▶ _What is required_
All of the data below is to be printed again exactly.

▶ _Source data_
=== Section Start ===

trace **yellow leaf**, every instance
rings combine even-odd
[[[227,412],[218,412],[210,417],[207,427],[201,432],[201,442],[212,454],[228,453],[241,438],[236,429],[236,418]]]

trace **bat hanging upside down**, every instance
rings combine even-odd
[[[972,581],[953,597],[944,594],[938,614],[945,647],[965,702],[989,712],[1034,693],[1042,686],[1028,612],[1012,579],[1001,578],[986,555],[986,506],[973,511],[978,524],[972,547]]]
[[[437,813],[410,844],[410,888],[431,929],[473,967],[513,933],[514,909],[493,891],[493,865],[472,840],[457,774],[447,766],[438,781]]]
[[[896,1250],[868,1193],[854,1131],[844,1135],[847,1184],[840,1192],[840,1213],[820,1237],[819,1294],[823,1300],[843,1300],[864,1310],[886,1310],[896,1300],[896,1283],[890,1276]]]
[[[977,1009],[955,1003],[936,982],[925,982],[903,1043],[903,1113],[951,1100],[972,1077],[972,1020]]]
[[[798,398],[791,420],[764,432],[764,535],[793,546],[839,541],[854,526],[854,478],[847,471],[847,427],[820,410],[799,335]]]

=== Section End ===

▶ _Exercise result_
trace **yellow leaf**, every instance
rings combine even-odd
[[[227,412],[218,412],[210,417],[207,427],[201,432],[201,442],[212,454],[228,453],[241,438],[236,429],[236,418]]]

trace **bat hanging upside down**, every instance
rings combine even-odd
[[[972,581],[953,597],[944,594],[938,614],[945,647],[965,702],[989,712],[1034,693],[1042,686],[1028,612],[1012,579],[1001,578],[986,555],[986,506],[973,511],[978,524],[972,547]]]
[[[437,813],[410,844],[410,888],[431,929],[473,967],[513,933],[514,909],[493,891],[493,865],[472,840],[457,774],[447,766],[438,781]]]
[[[896,1250],[868,1193],[854,1131],[844,1135],[847,1184],[840,1192],[840,1213],[820,1237],[819,1294],[823,1300],[843,1300],[864,1310],[886,1310],[896,1300],[896,1283],[890,1276]]]
[[[977,1009],[955,1003],[936,982],[925,982],[903,1043],[903,1113],[951,1100],[972,1077],[972,1020]]]
[[[798,398],[791,420],[764,432],[764,535],[793,546],[839,541],[854,526],[854,478],[847,471],[847,427],[820,410],[799,335]]]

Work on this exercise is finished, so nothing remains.